SUPPLIED MATERIAL:
········

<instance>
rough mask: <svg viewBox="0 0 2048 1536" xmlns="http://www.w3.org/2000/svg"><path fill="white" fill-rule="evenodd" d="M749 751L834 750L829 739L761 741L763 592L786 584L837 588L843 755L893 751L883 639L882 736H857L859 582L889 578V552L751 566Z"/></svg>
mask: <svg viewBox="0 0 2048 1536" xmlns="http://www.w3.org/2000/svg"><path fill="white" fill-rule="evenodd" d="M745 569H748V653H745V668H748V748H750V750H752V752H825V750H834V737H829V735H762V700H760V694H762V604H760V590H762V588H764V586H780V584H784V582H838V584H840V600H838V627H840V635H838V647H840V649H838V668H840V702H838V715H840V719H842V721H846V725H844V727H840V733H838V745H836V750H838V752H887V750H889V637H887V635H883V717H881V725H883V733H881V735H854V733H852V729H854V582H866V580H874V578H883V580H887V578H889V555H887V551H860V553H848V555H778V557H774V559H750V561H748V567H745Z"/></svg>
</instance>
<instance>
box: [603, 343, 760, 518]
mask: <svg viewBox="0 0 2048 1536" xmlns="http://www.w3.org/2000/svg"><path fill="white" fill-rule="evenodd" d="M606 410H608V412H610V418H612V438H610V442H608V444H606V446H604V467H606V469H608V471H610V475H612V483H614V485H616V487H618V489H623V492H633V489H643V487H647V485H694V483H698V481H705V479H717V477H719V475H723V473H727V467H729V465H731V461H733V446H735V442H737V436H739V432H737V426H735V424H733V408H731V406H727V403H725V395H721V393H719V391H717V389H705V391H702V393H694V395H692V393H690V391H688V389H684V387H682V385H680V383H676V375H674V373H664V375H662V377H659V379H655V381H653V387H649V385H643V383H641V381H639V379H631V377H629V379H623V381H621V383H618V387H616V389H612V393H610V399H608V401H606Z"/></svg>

········

ASSIGNED TASK:
Transcribe all of the data, keeping every line identical.

OUTPUT FOR THIS TASK:
<instance>
rough mask: <svg viewBox="0 0 2048 1536" xmlns="http://www.w3.org/2000/svg"><path fill="white" fill-rule="evenodd" d="M749 751L834 750L829 739L761 741L763 592L786 584L837 588L843 755L893 751L883 639L882 736H857L859 582L889 578V552L751 566Z"/></svg>
mask: <svg viewBox="0 0 2048 1536" xmlns="http://www.w3.org/2000/svg"><path fill="white" fill-rule="evenodd" d="M745 569H748V653H745V668H748V748H750V750H752V752H825V750H834V737H829V735H762V700H760V694H762V604H760V590H762V588H764V586H780V584H784V582H838V584H840V600H838V627H840V635H838V647H840V649H838V668H840V702H838V715H840V719H842V721H846V725H844V727H840V733H838V745H836V750H838V752H887V750H889V637H887V635H883V717H881V725H883V733H881V735H854V733H852V729H854V582H866V580H874V578H883V580H887V578H889V555H887V551H860V553H848V555H778V557H774V559H750V561H748V567H745Z"/></svg>
</instance>
<instance>
box: [603, 343, 760, 518]
mask: <svg viewBox="0 0 2048 1536" xmlns="http://www.w3.org/2000/svg"><path fill="white" fill-rule="evenodd" d="M606 410H608V412H610V418H612V438H610V442H608V444H606V446H604V467H606V469H608V471H610V475H612V483H614V485H616V487H618V489H623V492H633V489H643V487H647V485H694V483H698V481H705V479H717V477H719V475H723V473H727V467H729V465H731V461H733V446H735V442H737V436H739V432H737V426H735V424H733V408H731V406H727V403H725V395H721V393H719V391H717V389H705V391H702V393H694V395H692V393H690V391H688V389H684V387H682V385H680V383H676V375H674V373H664V375H662V377H659V379H655V381H653V387H649V385H643V383H641V381H639V379H631V377H629V379H623V381H621V383H618V387H616V389H612V393H610V399H608V401H606Z"/></svg>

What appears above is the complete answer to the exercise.